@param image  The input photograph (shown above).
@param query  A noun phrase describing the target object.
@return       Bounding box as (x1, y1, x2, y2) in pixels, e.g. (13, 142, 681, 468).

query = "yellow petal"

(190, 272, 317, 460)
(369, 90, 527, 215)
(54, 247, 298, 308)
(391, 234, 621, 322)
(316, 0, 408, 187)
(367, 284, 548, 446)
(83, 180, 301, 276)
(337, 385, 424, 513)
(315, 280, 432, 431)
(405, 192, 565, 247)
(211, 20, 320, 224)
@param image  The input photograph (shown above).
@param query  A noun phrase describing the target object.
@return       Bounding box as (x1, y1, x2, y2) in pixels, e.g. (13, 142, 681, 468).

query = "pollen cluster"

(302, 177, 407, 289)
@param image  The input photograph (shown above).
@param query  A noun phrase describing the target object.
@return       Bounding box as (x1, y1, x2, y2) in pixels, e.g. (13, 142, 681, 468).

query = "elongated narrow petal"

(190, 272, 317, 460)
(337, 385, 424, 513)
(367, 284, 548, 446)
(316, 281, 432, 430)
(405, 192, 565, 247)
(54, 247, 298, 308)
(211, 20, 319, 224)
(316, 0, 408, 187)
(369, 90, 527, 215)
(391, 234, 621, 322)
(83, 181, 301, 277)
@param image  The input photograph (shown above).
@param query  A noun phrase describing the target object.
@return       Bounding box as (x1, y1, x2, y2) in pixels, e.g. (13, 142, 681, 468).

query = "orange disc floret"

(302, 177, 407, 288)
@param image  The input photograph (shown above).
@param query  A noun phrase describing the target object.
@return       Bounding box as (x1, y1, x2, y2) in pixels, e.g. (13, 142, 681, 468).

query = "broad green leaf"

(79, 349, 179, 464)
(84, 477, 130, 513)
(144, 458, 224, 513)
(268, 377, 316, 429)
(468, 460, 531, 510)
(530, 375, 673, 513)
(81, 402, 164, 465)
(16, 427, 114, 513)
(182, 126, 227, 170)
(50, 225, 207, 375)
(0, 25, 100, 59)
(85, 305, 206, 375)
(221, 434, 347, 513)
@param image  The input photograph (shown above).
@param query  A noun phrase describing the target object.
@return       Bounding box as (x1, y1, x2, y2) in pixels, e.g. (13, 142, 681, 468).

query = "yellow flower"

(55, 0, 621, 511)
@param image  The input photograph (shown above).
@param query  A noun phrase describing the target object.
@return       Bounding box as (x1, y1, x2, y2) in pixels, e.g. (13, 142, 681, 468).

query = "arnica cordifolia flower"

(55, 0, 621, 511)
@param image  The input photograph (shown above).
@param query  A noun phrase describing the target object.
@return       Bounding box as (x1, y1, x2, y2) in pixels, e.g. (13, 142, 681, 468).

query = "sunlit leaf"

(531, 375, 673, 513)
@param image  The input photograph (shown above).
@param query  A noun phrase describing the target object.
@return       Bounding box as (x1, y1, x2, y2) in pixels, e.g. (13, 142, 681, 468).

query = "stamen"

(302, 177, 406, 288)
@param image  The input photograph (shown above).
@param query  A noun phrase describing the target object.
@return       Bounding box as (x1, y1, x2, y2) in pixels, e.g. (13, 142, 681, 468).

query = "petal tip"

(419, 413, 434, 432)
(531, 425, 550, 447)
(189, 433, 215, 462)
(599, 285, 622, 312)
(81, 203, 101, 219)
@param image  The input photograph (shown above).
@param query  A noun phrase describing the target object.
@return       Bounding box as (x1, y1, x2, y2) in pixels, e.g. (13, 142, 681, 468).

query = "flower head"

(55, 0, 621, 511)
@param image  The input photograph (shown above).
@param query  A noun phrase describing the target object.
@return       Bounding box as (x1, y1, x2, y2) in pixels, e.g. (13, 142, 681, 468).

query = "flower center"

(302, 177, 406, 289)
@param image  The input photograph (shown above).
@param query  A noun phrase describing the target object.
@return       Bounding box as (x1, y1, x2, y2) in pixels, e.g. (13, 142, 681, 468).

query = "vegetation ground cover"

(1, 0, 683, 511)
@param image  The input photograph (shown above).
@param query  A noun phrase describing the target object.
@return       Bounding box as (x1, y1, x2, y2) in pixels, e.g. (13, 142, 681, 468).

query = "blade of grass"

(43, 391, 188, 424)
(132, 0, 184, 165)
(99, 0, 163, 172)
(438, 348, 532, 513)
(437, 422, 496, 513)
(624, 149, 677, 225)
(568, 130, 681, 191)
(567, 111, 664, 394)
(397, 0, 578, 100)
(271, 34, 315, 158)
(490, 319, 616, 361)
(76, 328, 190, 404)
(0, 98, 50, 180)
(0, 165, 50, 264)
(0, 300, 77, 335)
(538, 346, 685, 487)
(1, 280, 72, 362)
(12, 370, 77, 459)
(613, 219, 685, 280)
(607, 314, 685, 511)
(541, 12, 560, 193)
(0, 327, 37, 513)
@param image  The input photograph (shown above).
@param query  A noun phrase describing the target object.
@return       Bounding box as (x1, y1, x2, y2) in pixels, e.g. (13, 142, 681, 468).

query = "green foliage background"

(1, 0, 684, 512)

What the exercise asks ▸
Your task is to reproduce all the records above exactly as they appear.

Response to the task ▸
@param image  The input photograph (shown above).
@param query  A noun phrase describing the target object.
@return       Bounding box as (x1, y1, x2, y2) in pixels, e.g. (13, 142, 681, 468).

query = "yellow petal"

(190, 272, 317, 460)
(369, 90, 527, 215)
(54, 247, 298, 308)
(391, 234, 621, 322)
(316, 0, 408, 187)
(367, 284, 548, 446)
(83, 180, 301, 276)
(337, 385, 424, 513)
(315, 280, 432, 431)
(405, 192, 565, 247)
(211, 20, 320, 224)
@param image  The input photograph (shown above).
@param query  A noun phrase describing the target object.
@return       Bounding box as (x1, y1, x2, y2) in pixels, e.g. (13, 142, 681, 468).

query = "pollen cluster"

(302, 177, 407, 289)
@param image  The input photograph (shown above).
@param query  A noun phrase describing the target object.
@return       Bounding box as (x1, y1, x2, y2) in pixels, e.g. (13, 142, 681, 468).

query = "elongated narrow petal"

(190, 272, 317, 460)
(337, 385, 424, 513)
(367, 284, 548, 446)
(316, 281, 432, 430)
(405, 192, 565, 247)
(54, 247, 298, 308)
(211, 20, 319, 224)
(316, 0, 408, 187)
(369, 90, 527, 215)
(391, 234, 621, 322)
(83, 181, 301, 277)
@param image  The input photograph (shown above).
@param query  A noun phrase describing the target object.
@return       Bounding box as (x1, y1, x2, y2) in pixels, e.g. (13, 142, 681, 468).

query = "orange disc floret"

(302, 177, 407, 288)
@param image  The input photograph (shown above).
@param query  A noun phrase describing the target object.
@return       Bounding box as (x1, y1, x2, y2) in pixels, e.g. (13, 142, 681, 468).

query = "broad green leaf"

(79, 349, 179, 464)
(84, 477, 130, 513)
(144, 458, 224, 513)
(268, 377, 316, 429)
(468, 460, 531, 510)
(530, 375, 673, 513)
(81, 402, 164, 465)
(16, 427, 114, 513)
(182, 126, 227, 170)
(50, 225, 207, 375)
(0, 25, 100, 59)
(85, 305, 206, 375)
(221, 434, 347, 513)
@param image  The input photograph (shown above).
@param query  A noun phrase describing the target object.
@return       Bounding box as (x1, y1, x2, y2) in pixels, e.g. (13, 142, 681, 468).

query = "yellow flower"

(55, 0, 621, 511)
@param image  The input photograph (shown above).
@param query  A noun phrase describing the target object.
@return       Bounding box as (x1, y1, x2, y2) in pixels, e.g. (13, 142, 681, 468).

query = "arnica cordifolia flower"

(55, 0, 621, 511)
@param image  The input photograph (shown above).
@param query  A noun phrase describing the target object.
@return       Bounding box as (x1, y1, x2, y2) in pixels, e.g. (13, 142, 681, 468).

query = "sunlit leaf"

(531, 375, 673, 513)
@param image  The input photograph (shown above).
@param query  A noun phrase describing the target object.
@return       Bounding box as (x1, y1, x2, y2) in pixels, e.g. (13, 142, 681, 468).

query = "stamen"

(302, 177, 406, 288)
@param image  The input photograph (shown above).
@param query  A noun phrase describing the target object.
@return       Bounding box as (x1, y1, x2, y2) in pixels, e.g. (13, 142, 681, 468).

query = "petal tip"

(419, 413, 434, 432)
(531, 425, 550, 447)
(189, 433, 215, 462)
(599, 285, 622, 312)
(81, 203, 101, 219)
@param image  The input photograph (shown above).
@param query  A noun phrase describing the target object.
@return       Bounding box as (x1, y1, x2, y2) in pixels, e.g. (13, 142, 681, 468).

query = "flower head"

(55, 0, 621, 511)
@param image  The input photograph (shown above).
@param query  A noun phrase describing the target object.
@return       Bounding box as (x1, y1, x2, y2) in pixels, e.g. (13, 142, 681, 468).

query = "flower center"

(302, 177, 406, 289)
@param image  The input photograph (shown above).
@param query  A noun phrase describing the target object.
@return       Bounding box as (x1, y1, x2, y2) in pixels, e.g. (13, 142, 681, 468).

query = "vegetation ground cover"

(1, 0, 683, 511)
@param image  The input photograph (shown above).
@param query  A noun phrase describing the target object.
@return       Bounding box as (x1, y1, x2, y2) in pixels, e.g. (13, 142, 681, 468).

query = "blade of grass"

(43, 391, 188, 424)
(132, 0, 184, 165)
(99, 0, 163, 172)
(438, 348, 532, 513)
(437, 422, 496, 513)
(624, 149, 677, 225)
(568, 130, 681, 191)
(567, 111, 664, 394)
(397, 0, 578, 100)
(271, 34, 315, 158)
(490, 319, 616, 361)
(76, 328, 190, 404)
(0, 98, 50, 180)
(0, 165, 50, 264)
(0, 300, 77, 335)
(538, 346, 685, 487)
(1, 280, 72, 362)
(12, 370, 77, 459)
(613, 219, 685, 280)
(607, 314, 685, 511)
(541, 12, 560, 193)
(0, 327, 37, 513)
@param image  The input photograph (shown above).
@param query  A noun phrase describing the target object.
@return       Bounding box as (x1, y1, x2, y2) in pixels, e.g. (13, 142, 681, 468).

query = "green foliage background"

(1, 0, 684, 512)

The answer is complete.